__TASK TO COMPLETE__.
Copy every one of the records below line by line, changing nothing.

---------- GIVEN INFORMATION ----------

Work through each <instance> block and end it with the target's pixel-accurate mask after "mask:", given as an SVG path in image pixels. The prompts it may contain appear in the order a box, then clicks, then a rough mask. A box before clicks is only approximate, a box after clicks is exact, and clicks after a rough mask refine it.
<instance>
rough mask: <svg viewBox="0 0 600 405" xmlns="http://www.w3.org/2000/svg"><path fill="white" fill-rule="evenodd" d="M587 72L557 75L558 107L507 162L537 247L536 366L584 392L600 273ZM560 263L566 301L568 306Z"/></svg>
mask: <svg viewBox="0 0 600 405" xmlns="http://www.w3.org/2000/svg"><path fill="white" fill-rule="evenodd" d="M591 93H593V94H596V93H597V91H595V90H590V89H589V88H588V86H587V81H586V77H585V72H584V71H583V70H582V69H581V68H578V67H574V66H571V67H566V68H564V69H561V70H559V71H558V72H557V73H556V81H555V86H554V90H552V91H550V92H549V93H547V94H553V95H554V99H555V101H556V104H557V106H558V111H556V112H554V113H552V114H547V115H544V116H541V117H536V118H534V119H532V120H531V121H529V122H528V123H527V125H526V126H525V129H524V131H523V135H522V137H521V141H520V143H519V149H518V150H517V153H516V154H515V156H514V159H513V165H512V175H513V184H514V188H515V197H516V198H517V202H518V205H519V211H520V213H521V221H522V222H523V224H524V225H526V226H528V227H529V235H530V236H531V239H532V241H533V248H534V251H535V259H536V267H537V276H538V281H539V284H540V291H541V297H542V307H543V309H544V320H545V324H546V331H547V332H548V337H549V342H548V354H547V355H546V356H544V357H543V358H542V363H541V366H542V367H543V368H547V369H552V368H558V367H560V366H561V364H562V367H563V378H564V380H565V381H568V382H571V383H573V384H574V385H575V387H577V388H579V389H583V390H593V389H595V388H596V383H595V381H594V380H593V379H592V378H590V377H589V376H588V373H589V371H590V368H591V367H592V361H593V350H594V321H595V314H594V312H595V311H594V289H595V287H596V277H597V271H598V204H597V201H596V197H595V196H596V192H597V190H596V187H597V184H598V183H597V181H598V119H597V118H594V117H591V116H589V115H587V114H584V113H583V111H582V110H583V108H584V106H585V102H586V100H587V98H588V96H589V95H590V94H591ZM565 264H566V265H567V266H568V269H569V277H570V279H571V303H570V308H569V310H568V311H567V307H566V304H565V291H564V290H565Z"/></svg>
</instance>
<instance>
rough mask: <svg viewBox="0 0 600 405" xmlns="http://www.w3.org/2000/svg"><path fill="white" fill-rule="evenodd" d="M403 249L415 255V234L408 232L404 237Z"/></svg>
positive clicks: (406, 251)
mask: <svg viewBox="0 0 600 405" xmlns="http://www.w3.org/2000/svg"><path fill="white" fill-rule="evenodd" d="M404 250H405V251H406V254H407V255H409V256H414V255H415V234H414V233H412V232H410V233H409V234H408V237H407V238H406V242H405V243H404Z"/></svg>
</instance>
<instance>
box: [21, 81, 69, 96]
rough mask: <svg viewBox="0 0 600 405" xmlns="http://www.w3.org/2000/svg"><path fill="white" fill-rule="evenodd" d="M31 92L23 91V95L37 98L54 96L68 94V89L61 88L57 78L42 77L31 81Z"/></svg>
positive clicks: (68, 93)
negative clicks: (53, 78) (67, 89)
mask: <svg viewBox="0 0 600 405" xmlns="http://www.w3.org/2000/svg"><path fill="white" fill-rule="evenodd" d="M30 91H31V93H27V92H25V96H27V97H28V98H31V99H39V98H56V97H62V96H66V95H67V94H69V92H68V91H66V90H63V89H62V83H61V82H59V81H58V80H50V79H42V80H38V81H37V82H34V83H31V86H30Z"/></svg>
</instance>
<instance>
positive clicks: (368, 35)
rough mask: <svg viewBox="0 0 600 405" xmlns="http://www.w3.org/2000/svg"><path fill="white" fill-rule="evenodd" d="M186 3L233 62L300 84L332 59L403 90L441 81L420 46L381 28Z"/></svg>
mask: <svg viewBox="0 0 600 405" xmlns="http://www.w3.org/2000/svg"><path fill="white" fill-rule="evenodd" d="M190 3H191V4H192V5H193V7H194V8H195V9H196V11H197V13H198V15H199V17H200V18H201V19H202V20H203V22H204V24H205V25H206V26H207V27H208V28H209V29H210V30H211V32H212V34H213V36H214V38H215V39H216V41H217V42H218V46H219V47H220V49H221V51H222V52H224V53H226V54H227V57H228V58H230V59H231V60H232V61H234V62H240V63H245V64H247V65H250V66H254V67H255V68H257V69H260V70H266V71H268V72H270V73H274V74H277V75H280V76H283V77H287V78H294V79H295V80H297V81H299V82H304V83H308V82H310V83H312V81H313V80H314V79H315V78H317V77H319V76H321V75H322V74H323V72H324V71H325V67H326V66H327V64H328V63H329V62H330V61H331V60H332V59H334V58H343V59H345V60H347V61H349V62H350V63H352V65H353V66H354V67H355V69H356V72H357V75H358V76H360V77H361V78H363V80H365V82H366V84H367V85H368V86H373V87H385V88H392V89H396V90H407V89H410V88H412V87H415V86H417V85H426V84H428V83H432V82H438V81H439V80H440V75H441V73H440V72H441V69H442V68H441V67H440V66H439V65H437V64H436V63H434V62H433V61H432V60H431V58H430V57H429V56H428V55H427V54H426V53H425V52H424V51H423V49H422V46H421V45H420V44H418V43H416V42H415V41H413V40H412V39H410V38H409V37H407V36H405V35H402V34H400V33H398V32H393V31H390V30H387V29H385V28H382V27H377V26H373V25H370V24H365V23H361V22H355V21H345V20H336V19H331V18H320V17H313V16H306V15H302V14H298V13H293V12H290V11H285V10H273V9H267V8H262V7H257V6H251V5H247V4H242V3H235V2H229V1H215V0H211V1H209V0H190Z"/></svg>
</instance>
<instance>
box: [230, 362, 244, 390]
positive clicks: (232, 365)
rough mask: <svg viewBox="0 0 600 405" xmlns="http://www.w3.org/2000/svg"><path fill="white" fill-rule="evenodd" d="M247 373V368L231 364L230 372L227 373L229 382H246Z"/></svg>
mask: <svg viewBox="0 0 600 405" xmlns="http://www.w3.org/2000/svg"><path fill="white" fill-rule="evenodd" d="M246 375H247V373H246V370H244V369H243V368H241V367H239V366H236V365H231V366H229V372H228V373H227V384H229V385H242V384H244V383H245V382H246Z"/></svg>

----------

__SOLUTION TO THIS PROBLEM__.
Work through each <instance> block and end it with the target's pixel-accurate mask after "mask:", given as an SVG path in image pixels. The prompts it may contain appear in the order a box, then clicks, then a rough mask. A box before clicks is only approximate, a box after clicks is exact, and clicks after a rough mask refine it.
<instance>
rough mask: <svg viewBox="0 0 600 405" xmlns="http://www.w3.org/2000/svg"><path fill="white" fill-rule="evenodd" d="M587 72L557 75L558 107L507 162L537 247L536 366L584 392L600 273ZM560 263L566 301L568 306Z"/></svg>
mask: <svg viewBox="0 0 600 405" xmlns="http://www.w3.org/2000/svg"><path fill="white" fill-rule="evenodd" d="M591 93H593V94H596V93H597V91H595V90H590V89H589V88H588V86H587V81H586V77H585V72H584V71H583V70H582V69H581V68H578V67H574V66H571V67H566V68H564V69H561V70H559V71H558V72H557V73H556V81H555V86H554V90H552V91H550V92H549V93H547V94H553V95H554V99H555V101H556V104H557V106H558V111H556V112H554V113H552V114H547V115H544V116H541V117H536V118H534V119H532V120H531V121H529V122H528V123H527V125H526V126H525V129H524V131H523V135H522V137H521V141H520V143H519V149H518V150H517V153H516V154H515V156H514V159H513V165H512V175H513V184H514V188H515V197H516V198H517V202H518V205H519V211H520V213H521V221H522V222H523V224H524V225H526V226H528V227H529V235H530V236H531V239H532V241H533V248H534V251H535V259H536V267H537V276H538V281H539V284H540V291H541V297H542V307H543V309H544V320H545V324H546V331H547V332H548V337H549V342H548V354H547V355H546V356H544V357H543V358H542V363H541V366H542V367H543V368H547V369H552V368H558V367H560V366H561V364H562V367H563V378H564V380H565V381H568V382H571V383H573V384H574V385H575V387H577V388H579V389H583V390H593V389H595V388H596V383H595V381H594V380H593V379H592V378H590V377H589V376H588V373H589V371H590V368H591V367H592V361H593V350H594V321H595V314H594V312H595V311H594V289H595V287H596V277H597V271H598V204H597V201H596V197H595V196H596V192H597V190H596V187H597V184H598V183H597V181H598V119H597V118H594V117H591V116H589V115H587V114H584V113H583V111H582V110H583V108H584V106H585V102H586V100H587V98H588V96H589V95H590V94H591ZM565 264H566V265H567V266H568V269H569V277H570V279H571V303H570V308H569V310H568V311H567V307H566V304H565V291H564V290H565Z"/></svg>
</instance>
<instance>
rough mask: <svg viewBox="0 0 600 405" xmlns="http://www.w3.org/2000/svg"><path fill="white" fill-rule="evenodd" d="M403 249L415 255V234L408 232L404 237Z"/></svg>
positive clicks: (406, 251)
mask: <svg viewBox="0 0 600 405" xmlns="http://www.w3.org/2000/svg"><path fill="white" fill-rule="evenodd" d="M404 250H405V251H406V254H407V255H409V256H414V255H415V234H414V233H412V232H410V233H409V234H408V237H407V238H406V242H405V243H404Z"/></svg>
</instance>
<instance>
box: [21, 81, 69, 96]
rough mask: <svg viewBox="0 0 600 405" xmlns="http://www.w3.org/2000/svg"><path fill="white" fill-rule="evenodd" d="M31 92L23 91V95L37 98L54 96L68 94V89L61 88L57 78L42 77L31 81Z"/></svg>
positive clicks: (68, 93)
negative clicks: (53, 78) (67, 89)
mask: <svg viewBox="0 0 600 405" xmlns="http://www.w3.org/2000/svg"><path fill="white" fill-rule="evenodd" d="M30 91H31V93H27V92H25V96H27V97H28V98H31V99H39V98H56V97H62V96H66V95H67V94H69V92H68V91H66V90H63V89H62V83H61V82H59V81H58V80H50V79H42V80H38V81H37V82H34V83H31V86H30Z"/></svg>
</instance>
<instance>
positive clicks: (368, 35)
rough mask: <svg viewBox="0 0 600 405" xmlns="http://www.w3.org/2000/svg"><path fill="white" fill-rule="evenodd" d="M186 3L233 62L300 84L332 59L403 90L441 81L420 46L381 28Z"/></svg>
mask: <svg viewBox="0 0 600 405" xmlns="http://www.w3.org/2000/svg"><path fill="white" fill-rule="evenodd" d="M190 3H191V4H192V5H193V7H194V8H195V9H196V11H197V13H198V15H199V17H200V18H201V19H202V20H203V22H204V24H205V25H206V26H207V27H208V28H209V29H210V30H211V32H212V34H213V36H214V38H215V39H216V41H217V42H218V46H219V47H220V49H221V51H222V52H224V53H226V54H227V57H228V58H230V59H231V60H232V61H234V62H240V63H245V64H247V65H250V66H254V67H255V68H257V69H260V70H266V71H268V72H270V73H274V74H277V75H280V76H283V77H287V78H294V79H295V80H297V81H299V82H304V83H308V82H310V83H312V81H313V80H314V79H315V78H317V77H319V76H321V75H322V74H323V72H324V71H325V67H326V66H327V64H328V63H329V62H330V61H331V60H332V59H334V58H343V59H345V60H347V61H349V62H350V63H352V65H353V66H354V67H355V69H356V72H357V75H358V76H360V77H361V78H363V80H365V82H366V84H367V85H368V86H373V87H385V88H392V89H396V90H407V89H410V88H412V87H415V86H417V85H426V84H428V83H432V82H438V81H439V80H440V75H441V73H440V72H441V69H442V68H441V67H440V66H439V65H437V64H436V63H434V62H433V61H432V60H431V58H430V57H429V56H428V55H427V54H426V53H425V52H424V51H423V49H422V46H421V45H420V44H418V43H416V42H415V41H413V40H412V39H410V38H409V37H407V36H405V35H402V34H400V33H398V32H393V31H390V30H387V29H385V28H382V27H377V26H373V25H370V24H365V23H361V22H355V21H345V20H336V19H331V18H320V17H313V16H306V15H302V14H298V13H293V12H290V11H285V10H273V9H267V8H262V7H257V6H251V5H247V4H242V3H235V2H229V1H215V0H211V1H209V0H190Z"/></svg>
</instance>
<instance>
box: [230, 362, 244, 390]
positive clicks: (232, 365)
rough mask: <svg viewBox="0 0 600 405" xmlns="http://www.w3.org/2000/svg"><path fill="white" fill-rule="evenodd" d="M247 373V368L231 364L230 372L227 373L229 382H246Z"/></svg>
mask: <svg viewBox="0 0 600 405" xmlns="http://www.w3.org/2000/svg"><path fill="white" fill-rule="evenodd" d="M246 375H247V373H246V370H244V369H243V368H241V367H239V366H236V365H231V366H229V372H228V373H227V384H229V385H242V384H244V383H245V382H246Z"/></svg>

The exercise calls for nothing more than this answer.